Texto de estudio —
--*--
Veinte años de matrimonio, una bonita casa, un buen trabajo. Pero con la crisis «todo lo que pensabas que estaba en su sitio, no basta». Desde Roma, Silvia y Paolo cuentan cómo se quedaron «desnudos», pero no solos
«Estábamos en la montaña, habíamos ido de vacaciones a esquiar con un grupo de amigos. Ya se hablaba de brotes de Covid, pero solo estando allí nos dimos cuenta de que era algo grave. Y volvimos a Roma». Así empezó uno de los periodos más difíciles para la vida de Paolo y Silvia Molioni y para sus tres hijos. Veinte años de matrimonio, una bonita casa en el barrio de Ardeatino, en la capital, un trabajo en el que «invertimos todos nuestros recursos. Somos una familia -podríamos decir- acomodada, pero de repente todo se vino abajo», explica Paolo. El inquilino de una propiedad suya, «un buen ingreso fijo», de repente dejó de pagar. Su showroom de productos artesanales, joyería, peletería y moda también entró en crisis con el confinamiento. «En enero cerramos todo por completo. Tuvimos que empezar a tirar de ahorros, pero aun así, al poco tiempo…».
--*--
Registros dados —
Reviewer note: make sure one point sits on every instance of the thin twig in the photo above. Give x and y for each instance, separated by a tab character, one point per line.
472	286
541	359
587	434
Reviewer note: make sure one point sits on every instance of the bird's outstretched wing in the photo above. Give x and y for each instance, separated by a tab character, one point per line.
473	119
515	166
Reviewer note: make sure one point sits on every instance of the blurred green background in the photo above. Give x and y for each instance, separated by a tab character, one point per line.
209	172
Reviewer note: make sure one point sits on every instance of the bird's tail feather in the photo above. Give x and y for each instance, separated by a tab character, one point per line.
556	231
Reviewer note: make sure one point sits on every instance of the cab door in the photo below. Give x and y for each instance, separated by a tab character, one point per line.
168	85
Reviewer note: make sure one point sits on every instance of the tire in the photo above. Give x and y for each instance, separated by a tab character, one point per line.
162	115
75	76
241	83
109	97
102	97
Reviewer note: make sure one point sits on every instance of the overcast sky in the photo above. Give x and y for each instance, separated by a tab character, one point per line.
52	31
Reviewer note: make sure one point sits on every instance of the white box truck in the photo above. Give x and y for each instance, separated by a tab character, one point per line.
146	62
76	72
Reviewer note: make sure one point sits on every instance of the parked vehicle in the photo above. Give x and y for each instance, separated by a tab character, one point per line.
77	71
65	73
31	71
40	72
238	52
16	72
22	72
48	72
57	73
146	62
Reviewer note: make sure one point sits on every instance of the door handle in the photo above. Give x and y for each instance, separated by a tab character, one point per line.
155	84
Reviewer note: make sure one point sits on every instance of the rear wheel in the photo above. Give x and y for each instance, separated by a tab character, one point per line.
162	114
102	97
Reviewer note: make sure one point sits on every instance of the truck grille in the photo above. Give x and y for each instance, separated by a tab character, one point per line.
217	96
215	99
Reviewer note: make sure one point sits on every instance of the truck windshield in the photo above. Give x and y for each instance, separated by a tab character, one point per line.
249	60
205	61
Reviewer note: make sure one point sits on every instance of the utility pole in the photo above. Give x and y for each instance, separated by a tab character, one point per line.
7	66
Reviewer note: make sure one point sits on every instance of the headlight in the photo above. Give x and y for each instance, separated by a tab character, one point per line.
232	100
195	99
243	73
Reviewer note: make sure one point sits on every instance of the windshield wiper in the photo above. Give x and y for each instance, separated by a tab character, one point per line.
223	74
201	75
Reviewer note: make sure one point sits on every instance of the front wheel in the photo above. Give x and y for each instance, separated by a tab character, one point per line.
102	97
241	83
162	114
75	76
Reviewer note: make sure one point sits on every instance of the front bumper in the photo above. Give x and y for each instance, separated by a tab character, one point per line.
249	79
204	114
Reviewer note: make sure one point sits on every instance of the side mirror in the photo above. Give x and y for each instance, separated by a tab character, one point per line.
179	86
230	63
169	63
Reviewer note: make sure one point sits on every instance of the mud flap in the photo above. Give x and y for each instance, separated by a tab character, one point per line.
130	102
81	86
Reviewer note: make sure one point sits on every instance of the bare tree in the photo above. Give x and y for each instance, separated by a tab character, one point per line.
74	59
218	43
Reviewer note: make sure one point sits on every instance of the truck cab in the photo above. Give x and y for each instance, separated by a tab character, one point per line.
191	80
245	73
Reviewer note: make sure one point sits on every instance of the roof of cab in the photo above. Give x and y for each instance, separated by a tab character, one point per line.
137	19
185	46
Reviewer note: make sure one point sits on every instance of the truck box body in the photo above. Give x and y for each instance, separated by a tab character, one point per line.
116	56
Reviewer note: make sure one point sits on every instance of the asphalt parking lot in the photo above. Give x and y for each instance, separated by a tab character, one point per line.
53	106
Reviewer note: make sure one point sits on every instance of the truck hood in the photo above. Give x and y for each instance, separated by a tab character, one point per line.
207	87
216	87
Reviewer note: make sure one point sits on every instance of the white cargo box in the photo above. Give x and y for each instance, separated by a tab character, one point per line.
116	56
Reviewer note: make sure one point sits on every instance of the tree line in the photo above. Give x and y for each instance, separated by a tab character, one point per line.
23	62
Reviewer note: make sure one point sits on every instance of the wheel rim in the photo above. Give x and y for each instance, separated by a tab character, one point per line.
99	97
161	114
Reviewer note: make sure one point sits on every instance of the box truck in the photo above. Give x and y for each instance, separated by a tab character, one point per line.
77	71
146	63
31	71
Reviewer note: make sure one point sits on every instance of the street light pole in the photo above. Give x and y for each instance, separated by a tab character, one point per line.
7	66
--*--
Tareas —
(a) Según el texto sobre la familia Molioni, ¿en qué barrio de Roma tienen su casa?
(b) Escribe la continuación del texto sobre la familia Molioni desde el punto en que termina.
Los registros no hacen falta para resolver nada.

Respuestas —
(a) En el barrio de Ardeatino.

(b)
Aparte del daño, la humillación, dice Silvia. «Vivimos una dimensión comunitaria, tanto con los familiares que viven en nuestro edificio, como con muchas familias del barrio. Relaciones que han surgido con los años, entre la parroquia, el colegio de las monjas y el parque de la Caffarella que está delante de casa… Bueno, comentábamos la situación y nos hablaban de renacer en las relaciones estando encerrados en casa, de que podía ser una ocasión... En definitiva, eran felices, y nosotros no».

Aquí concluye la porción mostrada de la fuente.